— begin RECORDS SHOWN —

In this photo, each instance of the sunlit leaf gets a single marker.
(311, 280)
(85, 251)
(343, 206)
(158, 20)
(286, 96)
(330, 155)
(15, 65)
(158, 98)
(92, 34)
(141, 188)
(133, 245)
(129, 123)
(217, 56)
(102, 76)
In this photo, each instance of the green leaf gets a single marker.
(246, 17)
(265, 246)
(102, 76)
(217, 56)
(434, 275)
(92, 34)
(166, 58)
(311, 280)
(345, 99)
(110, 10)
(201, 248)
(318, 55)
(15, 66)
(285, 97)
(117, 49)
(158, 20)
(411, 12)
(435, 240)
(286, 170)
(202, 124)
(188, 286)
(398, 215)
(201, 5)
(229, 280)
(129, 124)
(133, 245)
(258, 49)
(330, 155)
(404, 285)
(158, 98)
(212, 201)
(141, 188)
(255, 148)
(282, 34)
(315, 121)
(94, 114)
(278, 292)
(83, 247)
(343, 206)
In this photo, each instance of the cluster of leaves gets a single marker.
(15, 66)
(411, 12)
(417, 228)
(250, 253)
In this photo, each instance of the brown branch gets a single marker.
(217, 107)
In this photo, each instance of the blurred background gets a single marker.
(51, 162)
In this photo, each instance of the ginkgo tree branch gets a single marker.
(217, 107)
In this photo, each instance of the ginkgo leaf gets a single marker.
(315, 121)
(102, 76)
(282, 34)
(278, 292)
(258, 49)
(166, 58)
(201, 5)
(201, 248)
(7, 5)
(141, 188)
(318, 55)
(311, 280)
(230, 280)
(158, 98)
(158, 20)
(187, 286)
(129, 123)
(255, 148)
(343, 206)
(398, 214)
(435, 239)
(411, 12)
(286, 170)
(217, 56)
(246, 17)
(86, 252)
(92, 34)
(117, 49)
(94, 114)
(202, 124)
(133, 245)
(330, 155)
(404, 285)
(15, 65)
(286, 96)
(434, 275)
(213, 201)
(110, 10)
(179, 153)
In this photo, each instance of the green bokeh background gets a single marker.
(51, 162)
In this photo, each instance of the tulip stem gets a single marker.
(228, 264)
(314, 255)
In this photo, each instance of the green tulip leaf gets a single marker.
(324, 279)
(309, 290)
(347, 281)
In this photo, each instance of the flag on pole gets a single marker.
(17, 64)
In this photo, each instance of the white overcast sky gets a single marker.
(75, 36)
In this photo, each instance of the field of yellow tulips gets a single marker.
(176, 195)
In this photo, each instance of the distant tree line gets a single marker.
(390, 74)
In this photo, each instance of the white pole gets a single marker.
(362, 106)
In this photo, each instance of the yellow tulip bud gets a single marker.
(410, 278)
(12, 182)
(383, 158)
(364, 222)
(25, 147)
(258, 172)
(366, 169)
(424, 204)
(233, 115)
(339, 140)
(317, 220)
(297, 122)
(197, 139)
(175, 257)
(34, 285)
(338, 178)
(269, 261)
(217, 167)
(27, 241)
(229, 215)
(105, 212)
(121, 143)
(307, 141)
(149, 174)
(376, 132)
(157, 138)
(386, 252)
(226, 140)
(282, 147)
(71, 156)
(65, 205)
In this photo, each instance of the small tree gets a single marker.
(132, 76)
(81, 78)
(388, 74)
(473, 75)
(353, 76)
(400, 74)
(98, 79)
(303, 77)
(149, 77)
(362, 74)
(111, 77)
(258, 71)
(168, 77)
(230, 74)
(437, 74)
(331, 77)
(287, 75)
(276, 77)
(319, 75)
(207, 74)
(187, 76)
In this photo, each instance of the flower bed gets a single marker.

— end RECORDS SHOWN —

PROBLEM DETAILS:
Retype all of the records above line for line, keeping every character the same.

REPLY TO THE TASK:
In this photo, each instance of the sunlit leaf gets a single marker.
(311, 280)
(85, 251)
(343, 206)
(158, 20)
(286, 96)
(330, 155)
(15, 65)
(158, 98)
(92, 34)
(141, 188)
(133, 245)
(129, 123)
(217, 56)
(102, 76)
In this photo, each instance of the green leaf gets a single marker.
(246, 17)
(265, 246)
(102, 76)
(217, 56)
(434, 275)
(92, 34)
(166, 58)
(311, 280)
(345, 99)
(110, 10)
(201, 248)
(318, 55)
(15, 66)
(285, 97)
(117, 49)
(158, 20)
(411, 12)
(435, 240)
(286, 170)
(202, 124)
(188, 286)
(398, 215)
(201, 5)
(229, 280)
(129, 124)
(133, 245)
(258, 49)
(330, 155)
(404, 285)
(158, 98)
(212, 201)
(141, 188)
(255, 148)
(282, 34)
(315, 121)
(94, 114)
(278, 292)
(83, 247)
(343, 206)
In this photo, each instance of the cluster of leaves gets a single marker.
(15, 66)
(411, 12)
(417, 228)
(250, 253)
In this photo, each instance of the brown branch gets a single marker.
(217, 107)
In this photo, each instance of the blurred background gets a single marker.
(51, 162)
In this photo, each instance of the ginkgo tree branch gets a single marker.
(217, 107)
In this photo, each instance of the ginkgo leaf gets a single marker.
(315, 121)
(102, 76)
(282, 34)
(278, 292)
(258, 49)
(166, 58)
(201, 5)
(201, 248)
(7, 5)
(141, 188)
(318, 55)
(311, 280)
(230, 280)
(158, 98)
(158, 20)
(187, 286)
(129, 123)
(255, 148)
(343, 206)
(398, 214)
(435, 239)
(411, 12)
(286, 170)
(217, 56)
(246, 17)
(86, 252)
(92, 34)
(117, 49)
(94, 114)
(202, 124)
(133, 245)
(330, 155)
(404, 285)
(15, 65)
(286, 96)
(434, 275)
(213, 201)
(110, 10)
(179, 153)
In this photo, each instance of the green bokeh background gets a single marker.
(51, 162)
In this photo, each instance of the tulip stem gets a single marker.
(228, 264)
(314, 255)
In this photo, each instance of the green tulip leaf gets a single marker.
(324, 279)
(309, 290)
(347, 281)
In this photo, each instance of the flag on pole gets a single marker.
(17, 64)
In this photo, each instance of the white overcast sky gets a single marker.
(75, 36)
In this photo, each instance of the field of yellow tulips gets a single marker.
(176, 195)
In this photo, each instance of the distant tree line gets a single marker.
(390, 74)
In this photo, each instance of the white pole gets a single marker.
(362, 106)
In this photo, each instance of the yellow tulip bud gets a single marker.
(410, 278)
(12, 182)
(383, 158)
(364, 222)
(25, 147)
(258, 172)
(366, 169)
(424, 204)
(233, 115)
(339, 140)
(317, 220)
(297, 122)
(197, 139)
(175, 257)
(34, 285)
(338, 178)
(269, 261)
(217, 167)
(27, 241)
(229, 215)
(105, 212)
(121, 143)
(307, 141)
(149, 174)
(376, 132)
(157, 138)
(386, 252)
(226, 140)
(282, 147)
(71, 156)
(65, 205)
In this photo, each instance of the small tree gets a single marker.
(132, 76)
(81, 78)
(388, 74)
(473, 75)
(353, 76)
(400, 74)
(98, 79)
(303, 77)
(149, 77)
(362, 74)
(111, 77)
(258, 71)
(168, 77)
(230, 74)
(437, 74)
(331, 77)
(287, 75)
(276, 77)
(319, 75)
(207, 74)
(187, 76)
In this photo, each instance of the flower bed gets a single marker.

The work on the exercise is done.